#### READING PASSAGE
Have fun and no matter how you choose to operate, do it safely. Avoid power lines when you put up antennas. Be careful if you use a generator, both because of fumes and due to the electrical hazards with poorly maintained power cables. If you are outside, use sunscreen and stay hydrated. If it is rainy, again consider the risks associated with using a generator.

Hamfest Cancellations

Over the past few days, I have learned that the following hamfests have been cancelled for 2020:

  1. Salisbury Firecracker Hamfest, July 11
  2. Cary Swapmeet, July 18
  3. Waynesville (WCARS) Hamfest, July 18
  4. Shelby Hamfest, September 4-6

Ask a Board Member

In an effort to provide more opportunities for Section Members to learn more about ARRL policy, pending FCC matters, and to answer your questions about these matters, Roanoke Vice Director Bill Morine, N2COP, will be on the Tarheel Emergency Net on the third Monday of each month. Tune in to 3923 KHz on Monday, June 15, for the first of his monthly briefings.

Issues facing ARRL include:

  1. filling the CEO position with someone who can successfully lead the HQ staff
  2. choosing an Emergency Management Director whose sole focus is leading ARRL in the area of emergency preparedness and improving the ability of ham radio to respond in times of disasters
  3. addressing the proposal to give Technician access to hf voice privileges on 80 and 40 meters
  4. adopting a revised band plan and seeking FCC approval for same in hopes of minimizing conflict between Winlink, voice, and cw operators
  5. resuming efforts to convince Congress to adopt a revised version of the Amateur Radio Parity Act which received unanimous support in the US House of Representatives but was blocked from final passage by one US Senator in the closing days of the Congress in 2018.
########
#### GIVEN DATA
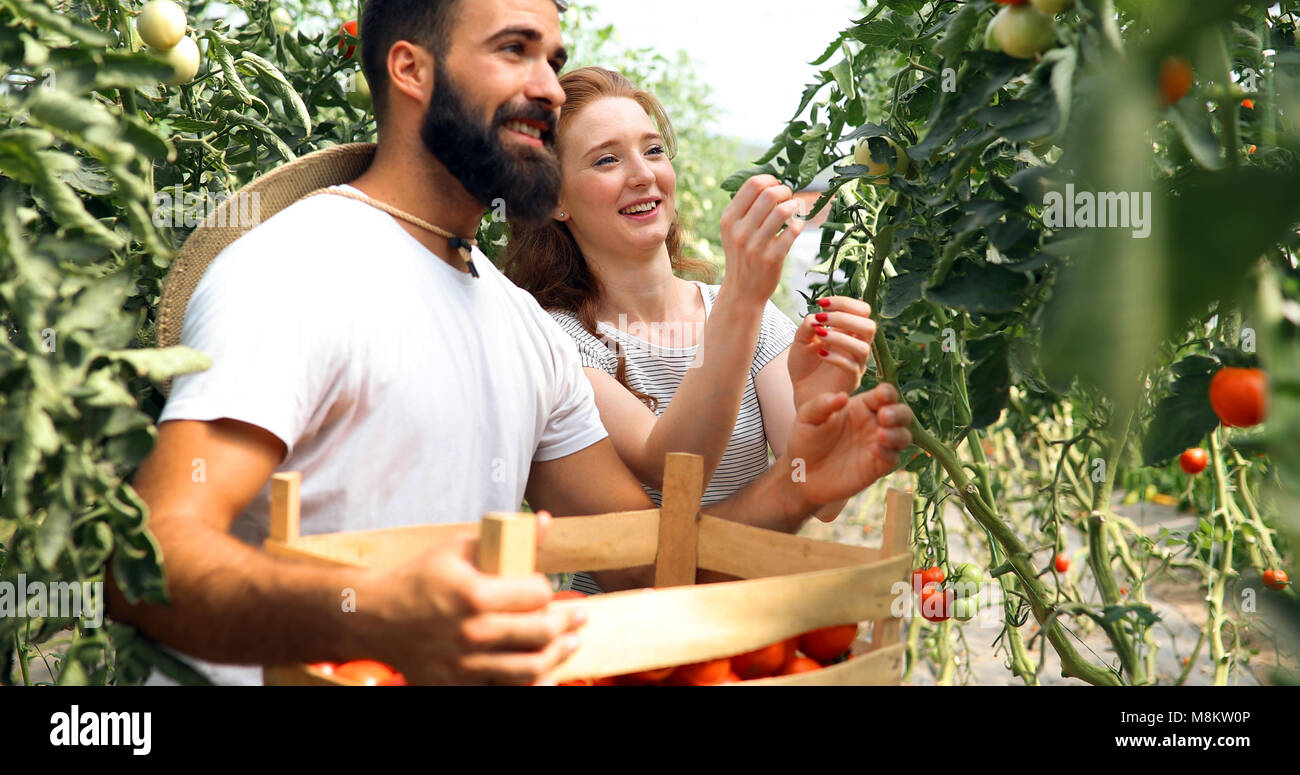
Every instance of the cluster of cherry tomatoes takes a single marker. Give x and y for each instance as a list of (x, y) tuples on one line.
[(163, 25), (961, 600), (362, 671)]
########
▶ [STATED PROBLEM A] Reproduce the stretch of the ham radio newsletter from "In an effort" through "his monthly briefings.".
▶ [STATED PROBLEM B]
Answer these questions using the ham radio newsletter:
(i) Which cancelled hamfest was set for September 4-6?
(ii) What frequency should listeners tune in to for Bill Morine's monthly briefings?
(iii) Who blocked final passage of the Amateur Radio Parity Act in 2018?

▶ [CORRECT RESPONSE A]
In an effort to provide more opportunities for Section Members to learn more about ARRL policy, pending FCC matters, and to answer your questions about these matters, Roanoke Vice Director Bill Morine, N2COP, will be on the Tarheel Emergency Net on the third Monday of each month. Tune in to 3923 KHz on Monday, June 15, for the first of his monthly briefings.

▶ [CORRECT RESPONSE B]
(i) The Shelby Hamfest
(ii) 3923 KHz
(iii) One US Senator